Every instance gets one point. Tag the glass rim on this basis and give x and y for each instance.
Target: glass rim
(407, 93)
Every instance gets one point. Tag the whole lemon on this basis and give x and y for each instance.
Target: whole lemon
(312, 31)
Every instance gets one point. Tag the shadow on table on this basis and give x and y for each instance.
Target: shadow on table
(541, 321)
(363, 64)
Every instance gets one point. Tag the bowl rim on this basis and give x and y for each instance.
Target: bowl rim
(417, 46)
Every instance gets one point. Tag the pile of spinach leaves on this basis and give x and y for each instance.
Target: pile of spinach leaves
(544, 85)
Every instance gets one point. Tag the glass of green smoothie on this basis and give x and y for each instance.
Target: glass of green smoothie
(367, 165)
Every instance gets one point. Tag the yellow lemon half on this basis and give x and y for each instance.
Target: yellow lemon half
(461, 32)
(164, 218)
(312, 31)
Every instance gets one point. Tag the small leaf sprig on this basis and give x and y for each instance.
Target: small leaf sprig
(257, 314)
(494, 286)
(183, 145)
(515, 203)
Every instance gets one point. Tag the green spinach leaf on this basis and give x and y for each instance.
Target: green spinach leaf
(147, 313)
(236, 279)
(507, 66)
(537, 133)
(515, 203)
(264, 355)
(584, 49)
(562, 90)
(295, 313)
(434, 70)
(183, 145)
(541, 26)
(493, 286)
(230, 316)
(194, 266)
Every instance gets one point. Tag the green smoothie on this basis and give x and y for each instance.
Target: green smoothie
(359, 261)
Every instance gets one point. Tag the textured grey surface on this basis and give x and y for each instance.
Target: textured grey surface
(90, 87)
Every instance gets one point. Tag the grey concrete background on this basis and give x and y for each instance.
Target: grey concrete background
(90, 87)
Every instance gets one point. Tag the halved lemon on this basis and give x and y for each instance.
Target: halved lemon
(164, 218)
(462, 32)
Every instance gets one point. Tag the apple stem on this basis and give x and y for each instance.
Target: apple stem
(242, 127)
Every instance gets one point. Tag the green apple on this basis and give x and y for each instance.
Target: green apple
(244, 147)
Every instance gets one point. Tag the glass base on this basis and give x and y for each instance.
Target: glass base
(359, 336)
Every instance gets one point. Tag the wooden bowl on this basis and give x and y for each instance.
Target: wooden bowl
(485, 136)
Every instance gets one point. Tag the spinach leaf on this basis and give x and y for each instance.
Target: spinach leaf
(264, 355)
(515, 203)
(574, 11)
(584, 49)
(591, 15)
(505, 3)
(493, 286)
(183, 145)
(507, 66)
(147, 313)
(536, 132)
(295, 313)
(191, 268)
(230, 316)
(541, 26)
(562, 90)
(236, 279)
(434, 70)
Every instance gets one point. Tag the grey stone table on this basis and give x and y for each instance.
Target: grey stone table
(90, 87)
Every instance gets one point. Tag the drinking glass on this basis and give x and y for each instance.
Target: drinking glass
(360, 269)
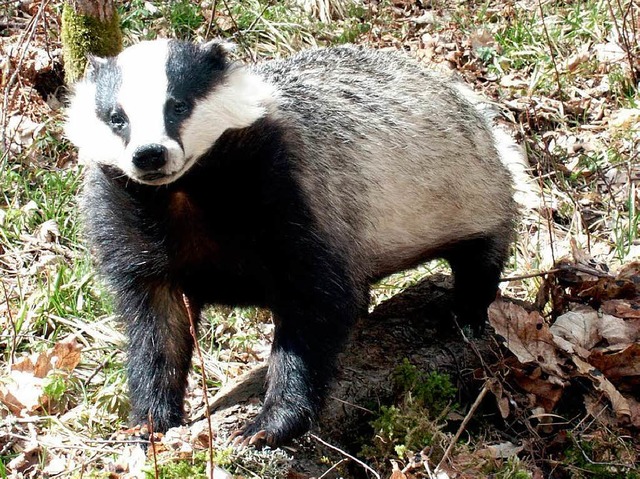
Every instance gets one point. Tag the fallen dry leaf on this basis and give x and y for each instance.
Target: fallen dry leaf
(622, 406)
(622, 308)
(23, 390)
(579, 327)
(527, 336)
(620, 365)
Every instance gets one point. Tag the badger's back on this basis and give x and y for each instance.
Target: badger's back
(396, 162)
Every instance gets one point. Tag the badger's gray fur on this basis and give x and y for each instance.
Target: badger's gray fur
(290, 184)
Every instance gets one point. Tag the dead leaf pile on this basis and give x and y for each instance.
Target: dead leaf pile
(596, 339)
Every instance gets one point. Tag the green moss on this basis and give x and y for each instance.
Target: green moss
(83, 35)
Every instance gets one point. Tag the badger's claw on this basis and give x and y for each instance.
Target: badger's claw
(240, 440)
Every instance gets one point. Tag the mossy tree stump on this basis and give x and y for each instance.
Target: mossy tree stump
(88, 28)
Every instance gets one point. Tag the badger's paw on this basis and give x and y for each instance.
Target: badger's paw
(273, 427)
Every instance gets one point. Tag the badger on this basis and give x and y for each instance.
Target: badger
(290, 184)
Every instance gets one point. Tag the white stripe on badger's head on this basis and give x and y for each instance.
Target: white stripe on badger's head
(154, 110)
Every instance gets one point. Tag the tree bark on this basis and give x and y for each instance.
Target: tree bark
(415, 324)
(89, 27)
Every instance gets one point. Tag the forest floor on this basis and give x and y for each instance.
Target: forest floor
(553, 388)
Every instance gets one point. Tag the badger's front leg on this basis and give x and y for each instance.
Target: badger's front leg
(160, 349)
(310, 332)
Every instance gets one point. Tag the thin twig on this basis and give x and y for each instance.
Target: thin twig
(194, 335)
(14, 77)
(152, 441)
(624, 37)
(332, 468)
(14, 336)
(211, 20)
(530, 275)
(241, 39)
(553, 57)
(462, 427)
(346, 454)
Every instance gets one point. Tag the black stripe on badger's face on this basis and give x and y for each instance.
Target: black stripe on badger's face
(108, 79)
(159, 106)
(192, 72)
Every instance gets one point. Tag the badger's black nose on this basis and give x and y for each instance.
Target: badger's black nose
(150, 157)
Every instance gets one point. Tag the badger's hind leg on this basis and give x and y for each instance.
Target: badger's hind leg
(477, 264)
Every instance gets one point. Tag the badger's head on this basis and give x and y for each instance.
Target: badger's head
(156, 108)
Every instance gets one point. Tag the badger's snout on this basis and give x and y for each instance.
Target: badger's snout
(150, 157)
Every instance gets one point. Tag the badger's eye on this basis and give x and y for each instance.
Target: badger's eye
(179, 107)
(118, 120)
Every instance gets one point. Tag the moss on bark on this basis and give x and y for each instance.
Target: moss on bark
(84, 35)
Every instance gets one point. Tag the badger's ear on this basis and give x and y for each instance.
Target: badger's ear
(218, 49)
(94, 64)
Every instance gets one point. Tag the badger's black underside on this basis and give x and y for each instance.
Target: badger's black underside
(237, 230)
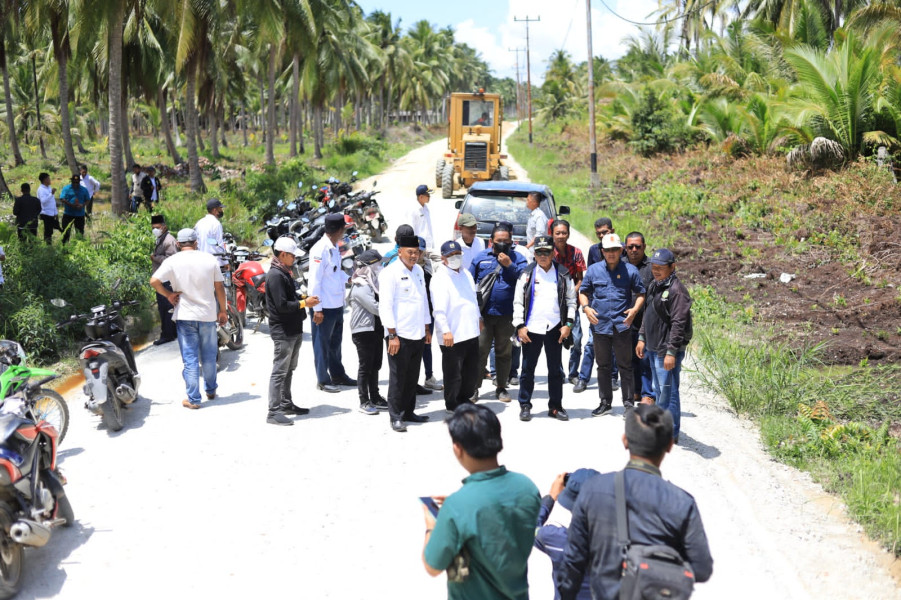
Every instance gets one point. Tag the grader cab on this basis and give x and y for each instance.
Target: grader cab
(473, 143)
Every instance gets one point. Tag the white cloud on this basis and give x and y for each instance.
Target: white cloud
(562, 24)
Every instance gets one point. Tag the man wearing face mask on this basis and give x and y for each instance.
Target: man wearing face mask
(164, 247)
(457, 326)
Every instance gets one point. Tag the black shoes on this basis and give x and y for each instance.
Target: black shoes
(525, 412)
(279, 419)
(601, 410)
(558, 413)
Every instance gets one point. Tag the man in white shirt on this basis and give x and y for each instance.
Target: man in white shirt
(404, 310)
(458, 323)
(49, 211)
(199, 301)
(209, 231)
(470, 244)
(90, 184)
(544, 308)
(327, 282)
(537, 219)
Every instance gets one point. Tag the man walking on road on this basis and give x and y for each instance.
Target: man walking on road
(197, 281)
(327, 282)
(665, 333)
(611, 295)
(404, 311)
(286, 315)
(657, 513)
(165, 247)
(457, 326)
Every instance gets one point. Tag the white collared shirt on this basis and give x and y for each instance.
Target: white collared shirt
(209, 237)
(544, 311)
(454, 304)
(421, 222)
(403, 302)
(326, 278)
(537, 224)
(48, 202)
(90, 184)
(470, 252)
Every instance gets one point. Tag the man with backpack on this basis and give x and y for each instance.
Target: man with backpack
(658, 519)
(665, 332)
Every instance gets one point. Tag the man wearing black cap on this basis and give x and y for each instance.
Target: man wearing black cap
(657, 513)
(404, 310)
(209, 230)
(457, 326)
(327, 281)
(665, 332)
(543, 311)
(165, 247)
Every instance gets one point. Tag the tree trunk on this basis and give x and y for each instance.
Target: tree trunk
(10, 117)
(118, 194)
(167, 130)
(191, 124)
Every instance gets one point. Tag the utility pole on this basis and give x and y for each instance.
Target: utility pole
(527, 20)
(518, 84)
(592, 133)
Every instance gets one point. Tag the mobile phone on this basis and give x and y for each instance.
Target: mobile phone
(430, 503)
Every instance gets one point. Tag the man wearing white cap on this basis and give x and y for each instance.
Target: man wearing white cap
(199, 301)
(286, 315)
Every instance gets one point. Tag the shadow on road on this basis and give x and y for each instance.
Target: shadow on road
(44, 573)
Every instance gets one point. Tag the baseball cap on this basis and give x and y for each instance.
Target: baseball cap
(448, 248)
(187, 235)
(663, 257)
(285, 244)
(611, 240)
(467, 220)
(567, 498)
(543, 242)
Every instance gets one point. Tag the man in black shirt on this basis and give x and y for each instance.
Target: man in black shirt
(27, 209)
(286, 315)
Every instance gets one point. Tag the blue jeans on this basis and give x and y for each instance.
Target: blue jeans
(199, 345)
(666, 386)
(327, 346)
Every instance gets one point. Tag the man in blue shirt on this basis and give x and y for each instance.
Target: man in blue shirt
(502, 262)
(75, 198)
(611, 295)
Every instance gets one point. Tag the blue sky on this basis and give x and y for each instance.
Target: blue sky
(489, 26)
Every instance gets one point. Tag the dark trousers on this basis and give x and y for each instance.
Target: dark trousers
(460, 368)
(77, 222)
(553, 351)
(604, 347)
(327, 338)
(167, 325)
(369, 355)
(403, 369)
(50, 223)
(287, 349)
(498, 329)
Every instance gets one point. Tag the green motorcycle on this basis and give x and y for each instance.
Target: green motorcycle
(45, 404)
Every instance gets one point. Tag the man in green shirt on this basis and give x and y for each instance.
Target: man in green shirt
(489, 522)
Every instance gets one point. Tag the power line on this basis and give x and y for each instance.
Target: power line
(661, 22)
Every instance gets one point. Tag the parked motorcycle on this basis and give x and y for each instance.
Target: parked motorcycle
(15, 378)
(32, 499)
(107, 359)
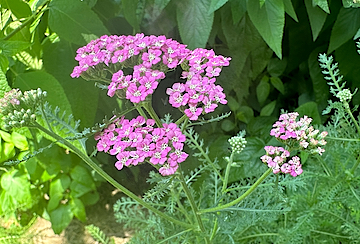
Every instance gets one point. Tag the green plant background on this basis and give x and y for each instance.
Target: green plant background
(274, 46)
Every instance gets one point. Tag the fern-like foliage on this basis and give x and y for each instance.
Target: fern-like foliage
(99, 235)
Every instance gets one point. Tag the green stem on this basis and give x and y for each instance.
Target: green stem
(148, 107)
(352, 171)
(27, 22)
(108, 178)
(242, 197)
(193, 205)
(227, 172)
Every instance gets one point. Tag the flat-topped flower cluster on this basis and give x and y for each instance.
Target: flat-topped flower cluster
(150, 57)
(288, 130)
(137, 140)
(276, 157)
(296, 135)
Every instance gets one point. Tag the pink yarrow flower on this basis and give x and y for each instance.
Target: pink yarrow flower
(135, 141)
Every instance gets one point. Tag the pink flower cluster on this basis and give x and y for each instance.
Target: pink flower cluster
(136, 140)
(199, 94)
(275, 158)
(156, 54)
(287, 129)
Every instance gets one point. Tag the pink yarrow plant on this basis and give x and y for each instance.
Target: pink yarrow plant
(153, 57)
(297, 135)
(136, 141)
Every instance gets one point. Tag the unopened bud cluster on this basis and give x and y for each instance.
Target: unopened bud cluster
(237, 143)
(18, 109)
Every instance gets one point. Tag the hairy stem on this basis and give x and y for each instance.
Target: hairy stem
(193, 205)
(108, 178)
(242, 197)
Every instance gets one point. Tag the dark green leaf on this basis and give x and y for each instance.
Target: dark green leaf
(323, 4)
(317, 18)
(74, 21)
(83, 96)
(159, 6)
(310, 109)
(351, 4)
(345, 27)
(263, 90)
(17, 185)
(130, 9)
(60, 218)
(216, 4)
(245, 114)
(289, 9)
(19, 8)
(10, 48)
(269, 20)
(78, 208)
(268, 109)
(194, 22)
(277, 83)
(33, 80)
(227, 125)
(276, 67)
(238, 9)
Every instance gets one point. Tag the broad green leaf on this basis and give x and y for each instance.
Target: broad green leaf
(345, 27)
(19, 141)
(194, 22)
(216, 4)
(33, 80)
(245, 114)
(90, 198)
(5, 136)
(278, 84)
(7, 203)
(276, 67)
(289, 9)
(130, 7)
(19, 8)
(4, 63)
(263, 90)
(238, 9)
(7, 152)
(60, 218)
(351, 3)
(227, 125)
(82, 175)
(233, 103)
(310, 109)
(317, 18)
(269, 20)
(83, 96)
(78, 208)
(268, 109)
(10, 48)
(18, 186)
(158, 7)
(73, 19)
(78, 189)
(323, 4)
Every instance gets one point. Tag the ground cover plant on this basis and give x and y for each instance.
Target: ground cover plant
(232, 131)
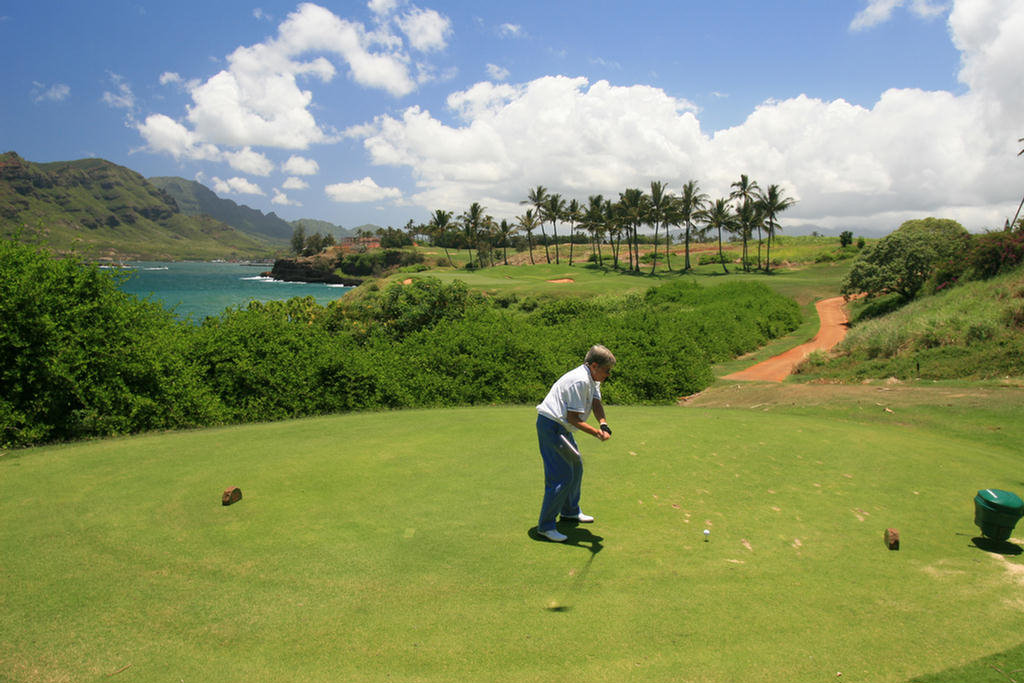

▸ REQUIREMENT: Count the lines in the records that contain the string "backpack". Reply with the number alone.

▸ SOLUTION: 2